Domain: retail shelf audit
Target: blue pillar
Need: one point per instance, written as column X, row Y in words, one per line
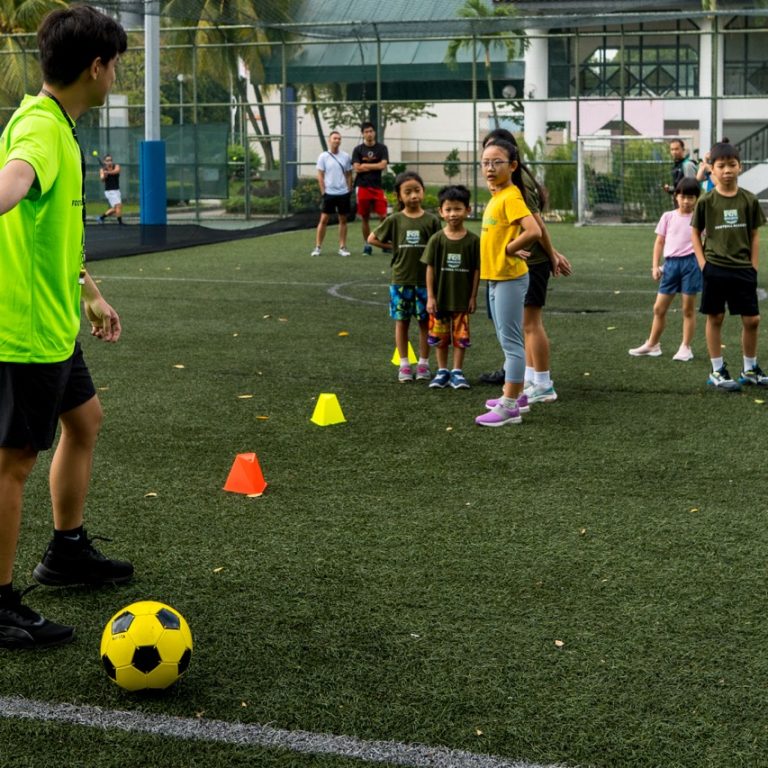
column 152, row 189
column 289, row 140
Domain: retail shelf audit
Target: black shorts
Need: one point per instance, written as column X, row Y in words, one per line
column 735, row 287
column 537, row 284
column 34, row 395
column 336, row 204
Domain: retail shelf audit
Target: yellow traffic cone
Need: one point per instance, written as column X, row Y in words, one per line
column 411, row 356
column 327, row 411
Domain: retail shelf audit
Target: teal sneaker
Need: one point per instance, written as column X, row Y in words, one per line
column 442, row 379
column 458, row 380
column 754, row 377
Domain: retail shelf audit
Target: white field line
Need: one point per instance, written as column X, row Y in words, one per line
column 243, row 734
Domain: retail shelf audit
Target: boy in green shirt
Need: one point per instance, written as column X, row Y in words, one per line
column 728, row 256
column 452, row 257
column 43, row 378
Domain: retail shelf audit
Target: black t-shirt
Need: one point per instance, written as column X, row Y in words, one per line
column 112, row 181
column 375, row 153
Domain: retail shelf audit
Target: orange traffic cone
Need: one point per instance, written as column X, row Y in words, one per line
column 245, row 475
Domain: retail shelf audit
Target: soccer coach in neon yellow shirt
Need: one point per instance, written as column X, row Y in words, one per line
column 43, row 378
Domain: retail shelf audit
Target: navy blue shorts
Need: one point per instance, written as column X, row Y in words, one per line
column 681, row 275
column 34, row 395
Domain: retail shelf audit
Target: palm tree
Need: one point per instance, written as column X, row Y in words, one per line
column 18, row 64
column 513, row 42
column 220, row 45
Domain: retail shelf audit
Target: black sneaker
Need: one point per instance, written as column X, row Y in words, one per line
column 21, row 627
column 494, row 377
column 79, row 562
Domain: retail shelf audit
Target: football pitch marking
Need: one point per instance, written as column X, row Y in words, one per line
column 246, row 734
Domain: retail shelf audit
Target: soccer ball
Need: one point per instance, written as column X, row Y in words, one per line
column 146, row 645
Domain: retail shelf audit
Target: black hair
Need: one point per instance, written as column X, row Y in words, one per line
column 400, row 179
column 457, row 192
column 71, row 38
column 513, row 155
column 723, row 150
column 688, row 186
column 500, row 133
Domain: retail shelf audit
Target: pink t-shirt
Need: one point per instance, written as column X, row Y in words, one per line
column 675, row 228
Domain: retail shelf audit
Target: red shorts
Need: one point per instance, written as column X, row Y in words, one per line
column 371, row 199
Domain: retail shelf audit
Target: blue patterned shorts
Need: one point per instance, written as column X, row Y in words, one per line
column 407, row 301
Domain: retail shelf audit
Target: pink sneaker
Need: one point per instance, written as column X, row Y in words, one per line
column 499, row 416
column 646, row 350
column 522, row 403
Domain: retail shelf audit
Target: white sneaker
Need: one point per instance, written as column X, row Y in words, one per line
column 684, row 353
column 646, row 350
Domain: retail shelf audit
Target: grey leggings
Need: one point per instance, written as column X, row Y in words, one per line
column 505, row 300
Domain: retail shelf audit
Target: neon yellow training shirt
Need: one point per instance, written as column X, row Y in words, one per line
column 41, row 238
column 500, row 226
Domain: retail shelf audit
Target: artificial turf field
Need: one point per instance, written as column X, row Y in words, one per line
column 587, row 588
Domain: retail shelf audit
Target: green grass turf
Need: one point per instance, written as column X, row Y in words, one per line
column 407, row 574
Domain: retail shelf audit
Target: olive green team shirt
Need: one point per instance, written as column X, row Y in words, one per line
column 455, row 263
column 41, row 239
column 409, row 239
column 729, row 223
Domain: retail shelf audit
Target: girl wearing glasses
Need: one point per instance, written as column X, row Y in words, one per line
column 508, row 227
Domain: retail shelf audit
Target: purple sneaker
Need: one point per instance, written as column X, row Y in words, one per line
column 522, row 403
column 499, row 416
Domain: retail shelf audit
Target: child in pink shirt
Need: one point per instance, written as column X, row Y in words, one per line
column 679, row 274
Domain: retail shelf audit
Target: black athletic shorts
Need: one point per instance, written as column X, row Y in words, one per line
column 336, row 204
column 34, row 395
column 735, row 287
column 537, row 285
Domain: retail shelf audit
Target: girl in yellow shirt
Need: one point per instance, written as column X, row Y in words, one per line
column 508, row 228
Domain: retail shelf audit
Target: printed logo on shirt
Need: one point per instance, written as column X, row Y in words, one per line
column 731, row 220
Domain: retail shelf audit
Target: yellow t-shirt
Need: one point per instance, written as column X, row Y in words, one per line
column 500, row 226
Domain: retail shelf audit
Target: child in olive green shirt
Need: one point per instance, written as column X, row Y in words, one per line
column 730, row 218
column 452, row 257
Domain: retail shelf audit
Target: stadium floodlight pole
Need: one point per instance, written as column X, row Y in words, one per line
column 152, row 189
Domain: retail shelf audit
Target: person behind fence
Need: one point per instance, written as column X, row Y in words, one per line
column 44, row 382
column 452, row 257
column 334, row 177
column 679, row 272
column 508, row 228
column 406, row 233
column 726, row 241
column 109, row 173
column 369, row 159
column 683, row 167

- What the task asks -
Exactly as written, please give again the lines from the beginning of the listing through the line containing "Target: black shorts", inclusive, without any pictures.

- Output of the task -
Domain: retail shelf audit
Target: blue pillar
Need: one point per instance, written as column X, row Y in words, one per line
column 152, row 189
column 289, row 140
Domain: retail shelf audit
Target: black shorts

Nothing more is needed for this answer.